Return each entry exactly, so that nothing in the data differs from the original.

Source information:
═══

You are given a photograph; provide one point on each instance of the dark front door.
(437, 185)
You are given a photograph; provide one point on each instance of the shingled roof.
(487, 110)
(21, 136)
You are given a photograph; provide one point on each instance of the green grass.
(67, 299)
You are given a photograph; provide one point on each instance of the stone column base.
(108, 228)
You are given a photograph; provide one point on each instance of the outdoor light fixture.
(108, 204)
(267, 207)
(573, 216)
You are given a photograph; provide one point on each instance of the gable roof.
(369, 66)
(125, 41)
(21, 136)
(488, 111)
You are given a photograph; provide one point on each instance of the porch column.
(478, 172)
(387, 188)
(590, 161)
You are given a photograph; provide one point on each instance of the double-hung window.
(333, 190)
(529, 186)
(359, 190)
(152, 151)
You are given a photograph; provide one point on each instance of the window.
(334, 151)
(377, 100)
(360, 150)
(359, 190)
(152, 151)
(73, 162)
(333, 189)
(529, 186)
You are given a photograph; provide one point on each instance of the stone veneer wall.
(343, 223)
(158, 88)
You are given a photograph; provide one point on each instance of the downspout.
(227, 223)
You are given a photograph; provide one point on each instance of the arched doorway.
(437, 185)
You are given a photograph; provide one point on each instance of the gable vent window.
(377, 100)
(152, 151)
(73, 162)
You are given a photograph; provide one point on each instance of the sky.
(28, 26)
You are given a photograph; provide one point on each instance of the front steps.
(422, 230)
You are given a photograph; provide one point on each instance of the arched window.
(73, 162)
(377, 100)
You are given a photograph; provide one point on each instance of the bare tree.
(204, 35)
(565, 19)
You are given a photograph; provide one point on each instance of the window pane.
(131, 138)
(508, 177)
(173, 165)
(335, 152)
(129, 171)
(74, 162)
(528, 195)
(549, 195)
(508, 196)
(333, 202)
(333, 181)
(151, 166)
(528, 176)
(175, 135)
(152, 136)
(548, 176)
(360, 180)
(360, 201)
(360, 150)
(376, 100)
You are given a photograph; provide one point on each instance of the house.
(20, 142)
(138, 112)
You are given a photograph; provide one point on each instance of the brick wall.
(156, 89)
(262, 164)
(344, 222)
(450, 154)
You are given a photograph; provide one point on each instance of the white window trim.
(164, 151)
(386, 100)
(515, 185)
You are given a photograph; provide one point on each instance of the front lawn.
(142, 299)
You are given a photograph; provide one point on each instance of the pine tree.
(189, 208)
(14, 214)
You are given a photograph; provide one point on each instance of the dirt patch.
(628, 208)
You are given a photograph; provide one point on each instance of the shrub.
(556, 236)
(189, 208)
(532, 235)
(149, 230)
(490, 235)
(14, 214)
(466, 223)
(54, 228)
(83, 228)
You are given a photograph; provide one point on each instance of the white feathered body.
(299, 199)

═══

Response for this exercise:
You are given a photograph; provide one point on each instance of the dark front door.
(437, 185)
You are given a photograph; provide one point on each instance of the shingled roof.
(487, 110)
(21, 136)
You are given a photograph; provide one point on each instance of the green grass.
(67, 299)
You are given a photograph; provide one point on each instance of the stone column base.
(108, 228)
You are given a photograph; provide one point on each instance of the outdoor light fixture.
(108, 204)
(267, 207)
(573, 216)
You are given a photograph; provide one point on each instance of the gable roof.
(369, 66)
(125, 41)
(21, 136)
(488, 111)
You are given a photograph; provide one point on each instance of the porch column.
(478, 172)
(387, 188)
(590, 161)
You are given a photograph; provide one point on each instance of the double-hung window.
(333, 190)
(529, 186)
(359, 190)
(152, 151)
You are given a photograph; provide one point on each instance of the window.
(334, 151)
(377, 100)
(360, 150)
(359, 190)
(152, 151)
(73, 162)
(333, 189)
(529, 186)
You are given a photograph; provide one point on each instance of the stone veneer wall.
(343, 223)
(158, 88)
You are given a photograph; provide one point on each instance of the downspout.
(227, 223)
You are given a photograph; provide one point on each instance of the arched doorway.
(437, 185)
You are given a photograph; provide one point on each instance of the gable vent window.
(377, 100)
(152, 151)
(73, 162)
You are given a photograph; provide one point on each instance of the sky.
(28, 26)
You are given a photograph; provide one point on each instance of the front steps.
(422, 230)
You are given a photograph; provide one point on each instance of the arched window.
(73, 162)
(377, 100)
You are given a photograph; provide one point on each instance of the bare tree.
(204, 35)
(565, 19)
You are given a photograph; provide one point on each instance of the window pane.
(131, 138)
(508, 177)
(173, 165)
(335, 152)
(129, 171)
(74, 162)
(528, 195)
(549, 195)
(508, 196)
(333, 202)
(333, 181)
(151, 166)
(528, 176)
(175, 135)
(152, 136)
(548, 176)
(360, 180)
(360, 201)
(360, 150)
(376, 100)
You are given a photograph; provide one point on each instance of the house.
(20, 142)
(138, 112)
You are given a photograph; provide one point on each instance of the brick wall.
(156, 89)
(262, 164)
(344, 222)
(450, 154)
You are given a photograph; provide one point on each instance of the white window trim.
(164, 151)
(386, 100)
(515, 185)
You are given a photograph; provide one point on each instance of the front lawn.
(142, 299)
You are given a photograph; provide one point on each instance of the pine tree.
(189, 208)
(14, 214)
You are given a photograph; provide one point on each instance of the dirt patch.
(628, 208)
You are given a photograph; provide one point on each instance of the shrub.
(556, 236)
(189, 208)
(532, 235)
(149, 230)
(490, 235)
(14, 214)
(466, 223)
(54, 228)
(83, 228)
You are given a photograph; provide one point on each instance of the white feathered body.
(299, 199)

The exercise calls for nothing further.